Dataset records:
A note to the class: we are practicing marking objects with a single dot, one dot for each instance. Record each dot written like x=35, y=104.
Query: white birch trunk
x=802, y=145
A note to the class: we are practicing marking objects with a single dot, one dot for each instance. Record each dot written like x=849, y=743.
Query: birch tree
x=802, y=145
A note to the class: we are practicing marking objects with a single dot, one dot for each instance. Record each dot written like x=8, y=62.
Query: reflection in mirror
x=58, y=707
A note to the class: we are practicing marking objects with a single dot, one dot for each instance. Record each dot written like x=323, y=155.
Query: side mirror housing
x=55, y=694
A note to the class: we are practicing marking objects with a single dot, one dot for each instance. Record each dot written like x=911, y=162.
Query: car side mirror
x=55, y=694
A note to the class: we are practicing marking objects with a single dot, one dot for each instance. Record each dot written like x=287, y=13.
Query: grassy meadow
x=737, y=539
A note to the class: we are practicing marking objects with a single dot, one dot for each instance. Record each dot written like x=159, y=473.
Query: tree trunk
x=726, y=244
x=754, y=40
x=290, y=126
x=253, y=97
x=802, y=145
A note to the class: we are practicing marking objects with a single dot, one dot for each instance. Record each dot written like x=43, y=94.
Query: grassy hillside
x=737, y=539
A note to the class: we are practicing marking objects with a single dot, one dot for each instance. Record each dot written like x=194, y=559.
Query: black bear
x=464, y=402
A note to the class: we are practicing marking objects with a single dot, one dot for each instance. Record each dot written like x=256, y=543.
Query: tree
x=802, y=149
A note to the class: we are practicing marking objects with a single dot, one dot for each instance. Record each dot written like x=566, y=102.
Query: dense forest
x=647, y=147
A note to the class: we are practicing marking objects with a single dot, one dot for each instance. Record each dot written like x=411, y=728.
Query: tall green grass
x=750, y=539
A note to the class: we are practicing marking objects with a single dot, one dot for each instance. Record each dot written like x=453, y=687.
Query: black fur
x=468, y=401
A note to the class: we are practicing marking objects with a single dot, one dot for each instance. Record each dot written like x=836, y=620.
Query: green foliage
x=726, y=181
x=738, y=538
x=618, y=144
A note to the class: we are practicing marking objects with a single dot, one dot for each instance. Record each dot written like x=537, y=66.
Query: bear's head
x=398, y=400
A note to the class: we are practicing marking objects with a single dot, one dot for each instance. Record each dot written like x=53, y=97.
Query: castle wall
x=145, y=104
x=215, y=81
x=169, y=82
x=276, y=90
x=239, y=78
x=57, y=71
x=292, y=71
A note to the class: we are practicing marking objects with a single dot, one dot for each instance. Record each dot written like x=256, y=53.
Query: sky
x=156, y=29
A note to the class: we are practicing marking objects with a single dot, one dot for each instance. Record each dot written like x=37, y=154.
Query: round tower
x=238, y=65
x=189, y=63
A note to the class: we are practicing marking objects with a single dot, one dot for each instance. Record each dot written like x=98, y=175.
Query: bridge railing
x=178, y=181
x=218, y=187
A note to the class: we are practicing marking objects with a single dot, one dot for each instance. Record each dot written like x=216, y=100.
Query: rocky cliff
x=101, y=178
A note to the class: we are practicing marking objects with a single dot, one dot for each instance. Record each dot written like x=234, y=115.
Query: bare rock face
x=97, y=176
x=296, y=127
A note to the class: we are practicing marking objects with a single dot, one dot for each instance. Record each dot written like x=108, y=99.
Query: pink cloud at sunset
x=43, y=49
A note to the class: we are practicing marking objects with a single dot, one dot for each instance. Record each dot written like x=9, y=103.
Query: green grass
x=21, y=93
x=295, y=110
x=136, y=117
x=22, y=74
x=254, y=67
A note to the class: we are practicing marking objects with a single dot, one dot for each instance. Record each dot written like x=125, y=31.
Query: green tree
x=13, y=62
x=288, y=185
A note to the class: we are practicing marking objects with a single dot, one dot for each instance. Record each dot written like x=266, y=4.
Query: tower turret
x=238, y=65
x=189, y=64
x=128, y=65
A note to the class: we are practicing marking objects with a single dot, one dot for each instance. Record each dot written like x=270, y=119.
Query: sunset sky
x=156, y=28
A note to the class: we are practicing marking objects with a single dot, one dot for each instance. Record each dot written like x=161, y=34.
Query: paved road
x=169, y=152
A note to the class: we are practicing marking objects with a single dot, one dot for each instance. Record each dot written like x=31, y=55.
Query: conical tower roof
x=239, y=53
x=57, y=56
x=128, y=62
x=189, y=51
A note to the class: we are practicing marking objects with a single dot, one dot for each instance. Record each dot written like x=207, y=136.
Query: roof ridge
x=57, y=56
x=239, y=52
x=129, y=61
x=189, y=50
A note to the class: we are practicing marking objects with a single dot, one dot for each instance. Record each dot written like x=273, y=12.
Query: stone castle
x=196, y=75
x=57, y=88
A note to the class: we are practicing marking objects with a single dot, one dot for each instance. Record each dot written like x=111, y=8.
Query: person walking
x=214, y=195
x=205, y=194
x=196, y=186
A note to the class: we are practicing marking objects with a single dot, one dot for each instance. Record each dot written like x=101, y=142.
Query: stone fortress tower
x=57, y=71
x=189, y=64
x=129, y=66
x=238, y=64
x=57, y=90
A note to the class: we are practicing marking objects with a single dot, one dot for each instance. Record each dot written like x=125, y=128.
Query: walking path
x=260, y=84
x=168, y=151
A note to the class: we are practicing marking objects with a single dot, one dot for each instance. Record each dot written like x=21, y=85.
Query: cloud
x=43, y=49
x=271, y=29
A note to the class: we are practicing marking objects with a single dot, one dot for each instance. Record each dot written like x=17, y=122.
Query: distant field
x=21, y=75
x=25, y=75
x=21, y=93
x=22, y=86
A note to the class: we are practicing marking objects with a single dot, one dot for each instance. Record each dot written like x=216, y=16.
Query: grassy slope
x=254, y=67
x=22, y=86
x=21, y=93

Exercise description:
Write the listing out again, exactly as it reads.

Complete answer:
A note to the class: we are practicing marking objects with a single dot, one dot for each instance. Record each dot written like x=35, y=104.
Query: white birch trunk
x=802, y=145
A note to the class: we are practicing marking objects with a single dot, one dot for each instance. Record each dot written like x=849, y=743.
Query: birch tree
x=802, y=145
A note to the class: we are practicing marking objects with a single dot, one dot for each instance. Record each dot written like x=8, y=62.
Query: reflection in mirror
x=58, y=707
A note to the class: we are practicing marking objects with a single dot, one dot for each instance. Record each dot written like x=323, y=155.
Query: side mirror housing
x=55, y=694
A note to the class: we are practicing marking objects with a single dot, one dot for each instance. Record each dot written like x=911, y=162.
Query: car side mirror
x=55, y=694
A note to the class: we are practicing marking objects with a single dot, one dot for each instance. Record each dot written like x=287, y=13.
Query: grassy meadow
x=737, y=539
A note to the class: we are practicing marking objects with a single dot, one dot for each instance. Record each dot written like x=159, y=473.
Query: tree trunk
x=726, y=244
x=754, y=40
x=290, y=126
x=253, y=97
x=802, y=145
A note to the class: we are practicing marking objects with a single dot, one dot for each instance. Record each dot written like x=43, y=94.
Query: grassy hillside
x=737, y=539
A note to the class: we are practicing marking objects with a single dot, one dot for each instance. Record each dot written like x=194, y=559.
Query: black bear
x=464, y=402
A note to the class: we are practicing marking objects with a single dot, one dot for each instance. Record each dot written like x=256, y=543.
Query: tree
x=802, y=149
A note to the class: we are practicing marking objects with a single dot, one dot for each instance. Record each dot written like x=566, y=102.
Query: dense forest
x=647, y=147
A note to the class: we are practicing marking objects with a single dot, one dot for each instance. Record each dot written like x=411, y=728.
Query: tall green grass
x=750, y=539
A note to the class: we are practicing marking objects with a single dot, one dot for each instance. Record each dot written like x=453, y=687.
Query: black fur
x=468, y=401
A note to the class: we are practicing marking objects with a single dot, one dot for each instance. Record each dot written like x=836, y=620.
Query: green foliage
x=726, y=181
x=738, y=538
x=618, y=144
A note to the class: we are practicing marking objects with a single dot, one dot for each instance. Record each dot written like x=537, y=66.
Query: bear's head
x=398, y=400
A note to the class: we are practicing marking objects with a single dot, one dot for each instance. Record each dot written like x=53, y=97.
Query: castle wall
x=145, y=104
x=215, y=81
x=169, y=82
x=276, y=90
x=239, y=78
x=57, y=71
x=292, y=71
A note to the class: we are practicing marking objects with a single dot, one dot for each instance. Record each dot written like x=256, y=53.
Query: sky
x=156, y=29
A note to the class: we are practicing marking objects with a single dot, one dot for each instance. Record each dot written like x=37, y=154.
Query: round tower
x=238, y=65
x=189, y=63
A note to the class: we are practicing marking objects with a single dot, one dot for each instance. Record each dot written like x=98, y=175.
Query: bridge railing
x=178, y=181
x=218, y=187
A note to the class: we are practicing marking objects with a single dot, one dot for each instance. Record each dot written like x=216, y=100.
Query: rocky cliff
x=101, y=178
A note to the class: we are practicing marking objects with a single dot, one dot for each instance. Record each dot written like x=234, y=115.
Query: bare rock face
x=97, y=176
x=296, y=127
A note to the class: we are practicing marking objects with a single dot, one dot for each instance. Record each dot written like x=108, y=99.
Query: pink cloud at sunset
x=43, y=49
A note to the class: we are practicing marking objects with a single dot, one dot for each instance. Record each dot written like x=9, y=103.
Query: green grass
x=21, y=93
x=295, y=110
x=136, y=117
x=22, y=74
x=254, y=67
A note to the class: we are practicing marking objects with a single dot, one dot for each instance. Record each dot written like x=125, y=31.
Query: green tree
x=13, y=62
x=288, y=185
A note to the class: we are practicing marking objects with a single dot, one dot for each instance. Record each dot written like x=266, y=4.
Query: tower turret
x=238, y=65
x=189, y=64
x=128, y=65
A note to the class: we are practicing marking objects with a single dot, one dot for each instance. Record each dot written like x=270, y=119.
Query: sunset sky
x=156, y=28
A note to the class: we are practicing marking objects with a single dot, one dot for each instance. Record each dot written like x=161, y=34.
Query: paved road
x=169, y=152
A note to the class: we are practicing marking objects with a single dot, one dot for each instance. Record each dot written like x=31, y=55.
Query: conical tower roof
x=239, y=53
x=57, y=56
x=128, y=62
x=189, y=51
A note to the class: we are practicing marking objects with a single dot, one dot for each instance. Record each dot written like x=207, y=136.
Query: roof ridge
x=57, y=56
x=239, y=52
x=129, y=61
x=189, y=50
A note to the class: we are practicing marking objects with a single dot, one dot for each instance. Record each dot written like x=273, y=12.
Query: stone castle
x=196, y=75
x=57, y=88
A note to the class: we are practicing marking objects with a single dot, one dot for each instance. Record each dot written like x=111, y=8.
Query: person walking
x=214, y=195
x=205, y=194
x=196, y=186
A note to the class: we are practicing marking objects with a single dot, one dot for each instance. Record each dot written like x=101, y=142.
Query: stone fortress tower
x=57, y=71
x=189, y=64
x=129, y=66
x=238, y=64
x=57, y=90
A note to the class: we are practicing marking objects with a single dot, one dot for each instance. Record each dot written like x=125, y=128.
Query: walking path
x=260, y=84
x=168, y=151
A note to the class: we are practicing marking objects with a single dot, one dot for each instance. Record each dot written like x=21, y=85.
Query: cloud
x=43, y=49
x=271, y=29
A note to the class: we are practicing marking objects with a single dot, one dot for each instance. Record each dot written like x=17, y=122.
Query: distant field
x=21, y=75
x=25, y=75
x=21, y=93
x=22, y=86
A note to the class: we are practicing marking objects with a single dot, one dot for each instance. Record each dot written like x=216, y=16.
Query: grassy slope
x=254, y=67
x=22, y=86
x=21, y=93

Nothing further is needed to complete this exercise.